- [What to do]: Copy out all of the records below, substituting "coarse mask" for each occurrence of "rough mask" and changing nothing else. Omit the pictures from your answer.

(Stored items)
▼
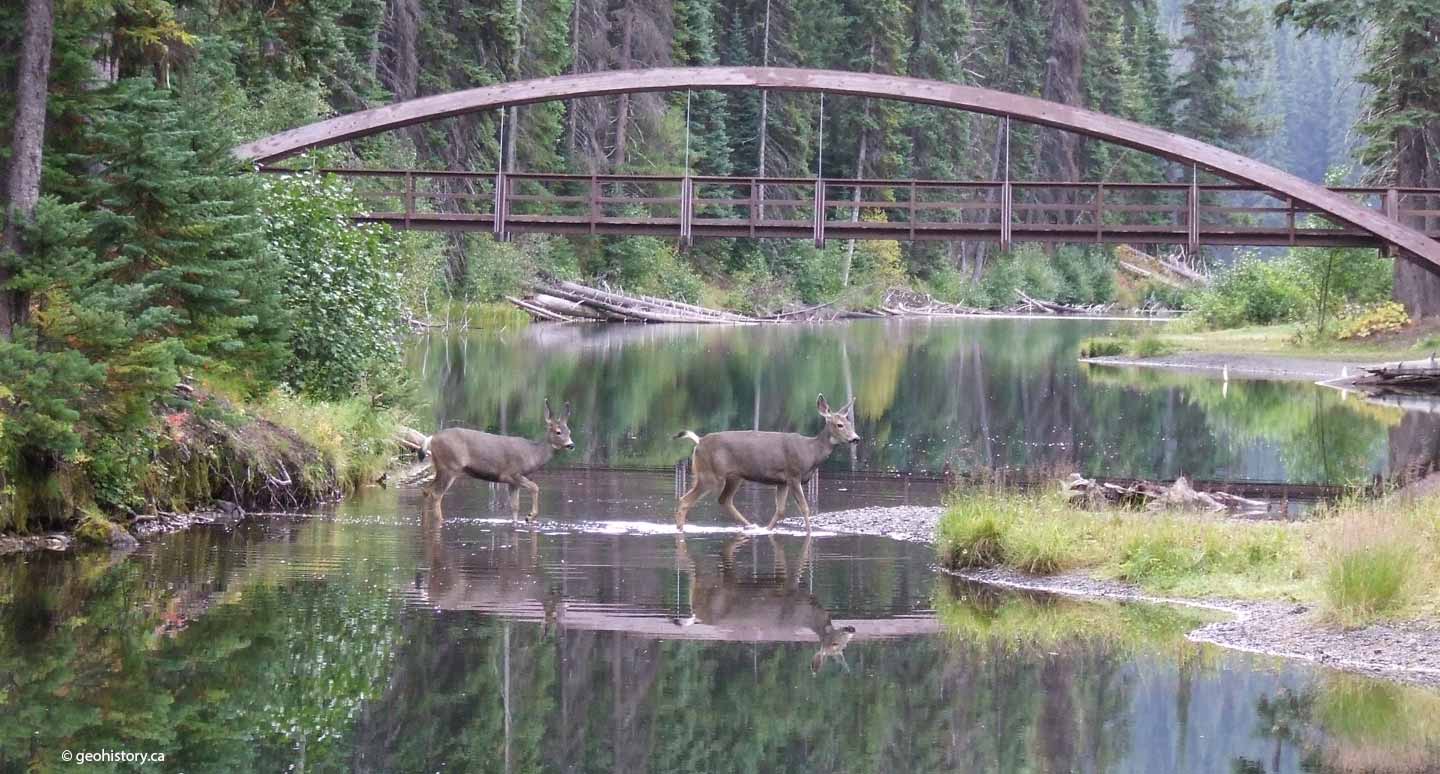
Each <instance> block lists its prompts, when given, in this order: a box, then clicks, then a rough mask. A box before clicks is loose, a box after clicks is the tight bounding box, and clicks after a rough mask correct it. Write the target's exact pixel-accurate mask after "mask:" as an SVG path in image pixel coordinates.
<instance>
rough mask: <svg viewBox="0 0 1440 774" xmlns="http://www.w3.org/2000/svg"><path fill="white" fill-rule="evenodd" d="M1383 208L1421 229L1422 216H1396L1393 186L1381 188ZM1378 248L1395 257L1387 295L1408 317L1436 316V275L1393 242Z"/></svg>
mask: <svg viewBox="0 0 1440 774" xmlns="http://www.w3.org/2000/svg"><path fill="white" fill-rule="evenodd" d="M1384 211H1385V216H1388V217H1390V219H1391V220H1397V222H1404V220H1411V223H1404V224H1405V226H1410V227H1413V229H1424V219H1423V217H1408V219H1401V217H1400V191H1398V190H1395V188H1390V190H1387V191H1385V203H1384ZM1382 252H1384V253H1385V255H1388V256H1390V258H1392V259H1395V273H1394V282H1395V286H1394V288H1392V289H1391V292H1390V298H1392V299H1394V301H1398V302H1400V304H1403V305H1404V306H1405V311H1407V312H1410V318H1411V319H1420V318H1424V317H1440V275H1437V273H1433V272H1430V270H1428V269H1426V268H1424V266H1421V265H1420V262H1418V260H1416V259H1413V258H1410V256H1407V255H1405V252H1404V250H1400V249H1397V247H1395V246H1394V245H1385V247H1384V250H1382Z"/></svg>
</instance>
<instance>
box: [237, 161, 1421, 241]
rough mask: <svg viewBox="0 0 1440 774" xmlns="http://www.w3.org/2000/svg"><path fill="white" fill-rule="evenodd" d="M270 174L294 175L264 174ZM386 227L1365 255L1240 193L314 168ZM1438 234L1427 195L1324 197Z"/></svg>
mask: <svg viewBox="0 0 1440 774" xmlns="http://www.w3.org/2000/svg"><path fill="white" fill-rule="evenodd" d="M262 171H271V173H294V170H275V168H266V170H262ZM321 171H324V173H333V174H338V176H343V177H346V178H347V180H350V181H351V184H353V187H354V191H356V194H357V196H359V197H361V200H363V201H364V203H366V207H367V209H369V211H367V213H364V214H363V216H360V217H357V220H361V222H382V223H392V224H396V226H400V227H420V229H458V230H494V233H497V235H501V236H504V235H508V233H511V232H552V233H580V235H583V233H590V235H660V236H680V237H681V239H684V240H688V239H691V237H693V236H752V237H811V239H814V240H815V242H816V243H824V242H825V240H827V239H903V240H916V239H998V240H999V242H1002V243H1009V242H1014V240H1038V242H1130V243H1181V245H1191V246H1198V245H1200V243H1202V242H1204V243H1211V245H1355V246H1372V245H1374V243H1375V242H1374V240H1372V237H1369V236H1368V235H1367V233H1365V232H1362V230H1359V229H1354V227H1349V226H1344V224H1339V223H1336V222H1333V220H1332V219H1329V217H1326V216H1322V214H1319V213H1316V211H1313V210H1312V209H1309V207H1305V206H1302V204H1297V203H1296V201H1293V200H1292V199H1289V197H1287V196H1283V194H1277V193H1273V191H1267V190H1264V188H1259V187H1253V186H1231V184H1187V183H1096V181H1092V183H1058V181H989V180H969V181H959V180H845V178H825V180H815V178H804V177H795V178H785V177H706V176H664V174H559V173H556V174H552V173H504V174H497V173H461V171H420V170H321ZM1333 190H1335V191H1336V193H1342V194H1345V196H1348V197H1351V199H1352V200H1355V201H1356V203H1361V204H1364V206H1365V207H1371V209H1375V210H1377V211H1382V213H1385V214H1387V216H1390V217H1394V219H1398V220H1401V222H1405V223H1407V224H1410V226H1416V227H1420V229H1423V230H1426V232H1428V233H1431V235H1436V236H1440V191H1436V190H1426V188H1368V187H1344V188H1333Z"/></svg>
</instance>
▲
- [Response below]:
Each <instance> block lists its prompts, when given, in this order: a box, then clicks, then a coarse mask. A box before clicks is loose, a box after clicks is the tight bounding box, and clicks after a coarse mask correct it. Write the target's exact pixel-accurate mask after "mask:" as an SVG path in image pixel coordinates.
<instance>
coarse mask: <svg viewBox="0 0 1440 774" xmlns="http://www.w3.org/2000/svg"><path fill="white" fill-rule="evenodd" d="M1383 208L1421 229L1422 216H1396L1393 186L1381 188ZM1378 248L1395 257L1387 295L1408 317L1436 316V275L1393 242Z"/></svg>
mask: <svg viewBox="0 0 1440 774" xmlns="http://www.w3.org/2000/svg"><path fill="white" fill-rule="evenodd" d="M1384 211H1385V216H1388V217H1390V219H1391V220H1397V222H1404V220H1411V223H1404V224H1405V226H1410V227H1413V229H1424V219H1423V217H1408V219H1401V217H1400V191H1398V190H1395V188H1390V190H1387V191H1385V203H1384ZM1382 252H1384V253H1385V255H1388V256H1390V258H1392V259H1395V273H1394V282H1395V286H1394V288H1392V289H1391V292H1390V298H1392V299H1394V301H1398V302H1400V304H1403V305H1404V306H1405V311H1407V312H1410V318H1411V319H1420V318H1424V317H1440V275H1437V273H1433V272H1430V270H1428V269H1426V268H1424V266H1421V265H1420V262H1418V260H1416V259H1413V258H1410V256H1407V255H1405V252H1404V250H1400V249H1397V247H1395V246H1394V245H1385V247H1384V250H1382Z"/></svg>
</instance>
<instance>
box: [237, 161, 1421, 241]
coarse mask: <svg viewBox="0 0 1440 774" xmlns="http://www.w3.org/2000/svg"><path fill="white" fill-rule="evenodd" d="M270 174L294 175L264 174ZM386 227L1365 255L1240 193L314 168ZM1438 234L1427 195L1324 197Z"/></svg>
mask: <svg viewBox="0 0 1440 774" xmlns="http://www.w3.org/2000/svg"><path fill="white" fill-rule="evenodd" d="M262 171H271V173H294V170H275V168H266V170H262ZM321 171H324V173H333V174H338V176H343V177H346V178H347V180H350V181H351V184H353V187H354V191H356V194H357V196H359V197H361V200H363V201H364V203H366V207H367V209H369V211H367V213H364V214H363V216H360V217H357V220H361V222H382V223H392V224H396V226H400V227H420V229H458V230H494V233H497V235H501V236H504V235H508V233H511V232H552V233H580V235H583V233H590V235H660V236H680V237H681V239H684V240H688V239H691V237H693V236H752V237H811V239H814V240H815V242H816V243H824V242H825V240H827V239H903V240H916V239H998V240H999V242H1002V243H1009V242H1014V240H1038V242H1130V243H1181V245H1191V246H1198V245H1200V243H1202V242H1204V243H1211V245H1355V246H1372V245H1374V243H1375V242H1374V240H1372V237H1369V236H1368V235H1367V233H1365V232H1362V230H1359V229H1354V227H1349V226H1344V224H1339V223H1336V222H1333V220H1332V219H1329V217H1326V216H1322V214H1319V213H1316V211H1313V210H1312V209H1309V207H1305V206H1302V204H1297V203H1296V201H1293V200H1292V199H1289V197H1287V196H1283V194H1277V193H1273V191H1267V190H1264V188H1259V187H1253V186H1231V184H1187V183H1096V181H1092V183H1058V181H989V180H969V181H959V180H845V178H825V180H815V178H804V177H795V178H785V177H706V176H664V174H559V173H556V174H552V173H504V174H497V173H461V171H420V170H321ZM1333 190H1335V191H1336V193H1342V194H1345V196H1348V197H1351V199H1352V200H1355V201H1356V203H1361V204H1364V206H1365V207H1371V209H1375V210H1377V211H1382V213H1385V214H1387V216H1390V217H1394V219H1398V220H1401V222H1405V223H1407V224H1410V226H1416V227H1420V229H1423V230H1426V232H1428V233H1431V235H1436V236H1440V191H1436V190H1426V188H1368V187H1344V188H1333Z"/></svg>
</instance>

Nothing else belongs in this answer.